**Task prompt:** Using the entries below, transcribe exactly the line containing "Annotation task — pin every instance of the woman" and each line that follows it to the end.

**Dataset rows:**
+ + + +
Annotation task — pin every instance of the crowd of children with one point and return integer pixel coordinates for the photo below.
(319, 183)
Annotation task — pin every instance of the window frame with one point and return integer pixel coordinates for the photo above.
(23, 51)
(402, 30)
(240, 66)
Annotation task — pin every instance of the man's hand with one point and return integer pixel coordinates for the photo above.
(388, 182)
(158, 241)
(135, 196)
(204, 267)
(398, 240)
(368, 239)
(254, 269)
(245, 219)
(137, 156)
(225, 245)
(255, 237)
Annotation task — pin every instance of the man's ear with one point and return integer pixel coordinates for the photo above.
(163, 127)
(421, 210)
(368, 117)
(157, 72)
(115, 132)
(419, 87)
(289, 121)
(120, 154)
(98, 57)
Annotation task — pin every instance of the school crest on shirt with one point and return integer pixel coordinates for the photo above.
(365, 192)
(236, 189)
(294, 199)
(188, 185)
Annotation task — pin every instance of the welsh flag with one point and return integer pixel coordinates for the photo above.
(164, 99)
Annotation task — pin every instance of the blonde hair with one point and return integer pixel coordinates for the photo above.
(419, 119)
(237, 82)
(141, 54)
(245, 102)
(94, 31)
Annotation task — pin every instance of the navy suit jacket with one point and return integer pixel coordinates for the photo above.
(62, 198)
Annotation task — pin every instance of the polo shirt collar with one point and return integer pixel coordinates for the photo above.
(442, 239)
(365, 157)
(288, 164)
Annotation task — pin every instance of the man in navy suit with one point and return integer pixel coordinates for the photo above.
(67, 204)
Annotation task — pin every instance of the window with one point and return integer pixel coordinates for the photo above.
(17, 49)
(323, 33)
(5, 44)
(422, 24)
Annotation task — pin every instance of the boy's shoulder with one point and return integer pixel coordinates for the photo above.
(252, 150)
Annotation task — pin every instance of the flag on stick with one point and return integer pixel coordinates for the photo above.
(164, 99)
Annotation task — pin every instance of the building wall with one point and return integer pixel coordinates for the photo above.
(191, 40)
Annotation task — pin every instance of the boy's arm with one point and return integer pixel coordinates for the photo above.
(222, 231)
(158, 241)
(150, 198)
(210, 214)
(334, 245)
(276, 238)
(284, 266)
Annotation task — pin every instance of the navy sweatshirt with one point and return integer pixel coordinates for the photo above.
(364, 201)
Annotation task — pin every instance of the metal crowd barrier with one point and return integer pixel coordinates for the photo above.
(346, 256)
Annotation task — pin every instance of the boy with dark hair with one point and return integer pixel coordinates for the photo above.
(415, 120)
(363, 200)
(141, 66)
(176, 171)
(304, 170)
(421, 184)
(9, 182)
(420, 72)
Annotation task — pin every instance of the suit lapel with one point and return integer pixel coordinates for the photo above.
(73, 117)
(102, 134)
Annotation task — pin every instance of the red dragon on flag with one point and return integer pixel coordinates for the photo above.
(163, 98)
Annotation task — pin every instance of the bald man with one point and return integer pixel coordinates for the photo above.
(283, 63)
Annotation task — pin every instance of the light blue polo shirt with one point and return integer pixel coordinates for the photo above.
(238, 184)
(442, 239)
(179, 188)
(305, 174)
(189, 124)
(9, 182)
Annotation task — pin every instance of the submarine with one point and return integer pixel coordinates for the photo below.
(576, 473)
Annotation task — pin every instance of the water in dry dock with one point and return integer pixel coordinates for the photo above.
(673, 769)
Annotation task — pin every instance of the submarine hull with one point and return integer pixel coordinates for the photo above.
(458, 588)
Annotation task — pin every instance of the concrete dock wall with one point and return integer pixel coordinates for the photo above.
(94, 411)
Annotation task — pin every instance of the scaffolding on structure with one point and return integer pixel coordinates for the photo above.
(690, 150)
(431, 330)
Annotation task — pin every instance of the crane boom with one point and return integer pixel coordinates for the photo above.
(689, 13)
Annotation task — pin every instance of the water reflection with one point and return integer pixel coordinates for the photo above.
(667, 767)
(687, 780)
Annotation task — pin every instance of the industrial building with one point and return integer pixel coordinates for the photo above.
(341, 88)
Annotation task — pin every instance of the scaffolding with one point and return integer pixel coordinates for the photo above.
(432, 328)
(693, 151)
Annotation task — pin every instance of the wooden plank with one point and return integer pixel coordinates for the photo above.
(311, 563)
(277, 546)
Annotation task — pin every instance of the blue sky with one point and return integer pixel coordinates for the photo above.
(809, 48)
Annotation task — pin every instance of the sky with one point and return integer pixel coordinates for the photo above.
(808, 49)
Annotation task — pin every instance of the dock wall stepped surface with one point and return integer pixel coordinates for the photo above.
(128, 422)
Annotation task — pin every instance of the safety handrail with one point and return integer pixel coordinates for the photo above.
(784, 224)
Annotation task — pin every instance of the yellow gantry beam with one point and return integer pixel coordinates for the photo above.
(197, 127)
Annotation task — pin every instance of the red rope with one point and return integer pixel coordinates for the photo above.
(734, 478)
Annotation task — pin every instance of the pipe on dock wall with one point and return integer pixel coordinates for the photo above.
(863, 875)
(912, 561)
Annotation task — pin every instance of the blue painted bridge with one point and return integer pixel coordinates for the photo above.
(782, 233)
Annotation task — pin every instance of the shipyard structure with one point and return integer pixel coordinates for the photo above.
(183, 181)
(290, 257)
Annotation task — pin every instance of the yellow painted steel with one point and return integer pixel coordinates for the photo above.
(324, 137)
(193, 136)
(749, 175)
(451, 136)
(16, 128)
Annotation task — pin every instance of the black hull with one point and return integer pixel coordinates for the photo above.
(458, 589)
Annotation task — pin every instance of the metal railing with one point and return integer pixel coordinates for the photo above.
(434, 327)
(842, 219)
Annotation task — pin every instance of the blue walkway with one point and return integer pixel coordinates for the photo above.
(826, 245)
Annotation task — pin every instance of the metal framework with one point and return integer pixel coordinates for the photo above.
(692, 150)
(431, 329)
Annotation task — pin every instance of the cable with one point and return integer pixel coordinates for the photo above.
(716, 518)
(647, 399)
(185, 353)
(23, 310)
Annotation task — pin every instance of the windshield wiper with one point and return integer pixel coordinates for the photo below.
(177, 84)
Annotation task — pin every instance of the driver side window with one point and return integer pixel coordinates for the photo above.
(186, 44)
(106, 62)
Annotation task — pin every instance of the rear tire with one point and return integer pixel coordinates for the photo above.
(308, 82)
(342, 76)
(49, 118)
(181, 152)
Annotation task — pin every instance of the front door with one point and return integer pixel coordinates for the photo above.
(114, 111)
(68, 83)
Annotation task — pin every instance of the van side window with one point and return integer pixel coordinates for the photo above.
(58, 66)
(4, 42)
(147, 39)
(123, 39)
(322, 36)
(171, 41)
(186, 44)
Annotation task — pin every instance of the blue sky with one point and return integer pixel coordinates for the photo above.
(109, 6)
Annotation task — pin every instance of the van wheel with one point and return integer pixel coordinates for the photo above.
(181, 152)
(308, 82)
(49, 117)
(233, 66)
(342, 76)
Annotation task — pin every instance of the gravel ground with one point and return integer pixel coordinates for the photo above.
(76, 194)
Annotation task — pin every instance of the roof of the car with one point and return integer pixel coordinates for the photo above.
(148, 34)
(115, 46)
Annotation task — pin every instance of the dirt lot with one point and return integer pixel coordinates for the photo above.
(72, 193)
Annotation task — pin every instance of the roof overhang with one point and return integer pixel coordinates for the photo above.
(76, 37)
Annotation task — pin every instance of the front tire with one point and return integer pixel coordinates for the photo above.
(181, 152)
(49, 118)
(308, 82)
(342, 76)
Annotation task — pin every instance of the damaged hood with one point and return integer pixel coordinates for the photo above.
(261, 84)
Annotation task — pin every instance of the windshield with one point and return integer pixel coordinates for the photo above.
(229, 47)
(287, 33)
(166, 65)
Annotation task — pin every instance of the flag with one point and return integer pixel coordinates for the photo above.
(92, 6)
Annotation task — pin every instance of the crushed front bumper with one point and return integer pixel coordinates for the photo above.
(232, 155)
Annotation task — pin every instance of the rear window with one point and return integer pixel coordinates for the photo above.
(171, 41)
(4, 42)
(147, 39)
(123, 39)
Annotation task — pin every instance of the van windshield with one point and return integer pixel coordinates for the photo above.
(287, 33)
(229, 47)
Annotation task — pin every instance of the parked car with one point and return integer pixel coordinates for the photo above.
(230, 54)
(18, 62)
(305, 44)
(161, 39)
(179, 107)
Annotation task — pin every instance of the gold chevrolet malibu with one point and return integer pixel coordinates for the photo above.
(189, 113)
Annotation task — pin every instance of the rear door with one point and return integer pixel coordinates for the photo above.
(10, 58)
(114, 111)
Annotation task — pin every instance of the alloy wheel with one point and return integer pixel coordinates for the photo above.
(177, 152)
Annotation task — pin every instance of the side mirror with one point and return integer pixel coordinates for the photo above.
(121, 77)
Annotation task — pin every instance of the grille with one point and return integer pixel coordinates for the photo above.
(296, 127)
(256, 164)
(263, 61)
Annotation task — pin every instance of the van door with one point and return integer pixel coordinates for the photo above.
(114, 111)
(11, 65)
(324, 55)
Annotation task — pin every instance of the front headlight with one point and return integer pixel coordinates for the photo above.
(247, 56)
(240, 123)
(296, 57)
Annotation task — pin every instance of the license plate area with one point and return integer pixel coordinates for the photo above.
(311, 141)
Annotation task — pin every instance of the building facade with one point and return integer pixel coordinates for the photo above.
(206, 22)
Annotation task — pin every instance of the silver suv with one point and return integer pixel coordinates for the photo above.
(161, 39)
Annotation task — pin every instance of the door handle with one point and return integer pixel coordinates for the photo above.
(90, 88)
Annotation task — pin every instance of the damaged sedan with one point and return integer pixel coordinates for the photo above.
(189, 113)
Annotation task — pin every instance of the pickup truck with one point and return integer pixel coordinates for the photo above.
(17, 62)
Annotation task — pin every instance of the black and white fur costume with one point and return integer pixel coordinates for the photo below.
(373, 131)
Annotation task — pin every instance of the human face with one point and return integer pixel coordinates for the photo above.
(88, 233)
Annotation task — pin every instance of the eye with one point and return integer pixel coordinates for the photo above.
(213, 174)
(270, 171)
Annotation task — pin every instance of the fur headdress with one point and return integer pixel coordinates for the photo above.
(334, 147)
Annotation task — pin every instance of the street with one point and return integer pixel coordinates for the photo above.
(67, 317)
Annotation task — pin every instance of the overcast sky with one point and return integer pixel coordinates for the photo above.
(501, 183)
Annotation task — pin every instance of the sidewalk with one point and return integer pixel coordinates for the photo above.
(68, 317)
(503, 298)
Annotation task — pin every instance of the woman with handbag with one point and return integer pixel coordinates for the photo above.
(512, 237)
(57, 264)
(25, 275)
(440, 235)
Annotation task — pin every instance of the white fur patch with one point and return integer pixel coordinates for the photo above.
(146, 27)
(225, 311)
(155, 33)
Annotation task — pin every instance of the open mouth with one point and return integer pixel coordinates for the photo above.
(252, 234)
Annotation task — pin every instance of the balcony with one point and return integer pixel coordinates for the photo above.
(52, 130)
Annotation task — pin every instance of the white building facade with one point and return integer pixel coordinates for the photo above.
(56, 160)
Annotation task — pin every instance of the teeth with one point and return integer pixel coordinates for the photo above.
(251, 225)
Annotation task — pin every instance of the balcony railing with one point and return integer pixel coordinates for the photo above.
+ + + +
**Solution for this exercise:**
Annotation task — pin every instance of the woman with handbag with one point and return integer pixel coordinates for the photo above.
(512, 237)
(57, 264)
(25, 275)
(440, 235)
Annotation task — pin every instance of the white fur patch with one point and return integer pixel coordinates for the photo above.
(146, 27)
(225, 311)
(155, 33)
Annotation task — pin every instance of the open mouth with one point and return integer pixel coordinates for the photo above.
(252, 234)
Annotation task — pin every instance of the balcony with one point and return integer pixel coordinates for the photo above.
(52, 130)
Annotation task — pin every instance of the white building facade with one point and return integer pixel coordinates for the photo above.
(56, 160)
Annotation task — pin every instance of the teeth with one point and return integer pixel coordinates for the photo above.
(251, 225)
Annotation task — pin every instance of the balcony railing with one point and return integer pixel coordinates for the photo above.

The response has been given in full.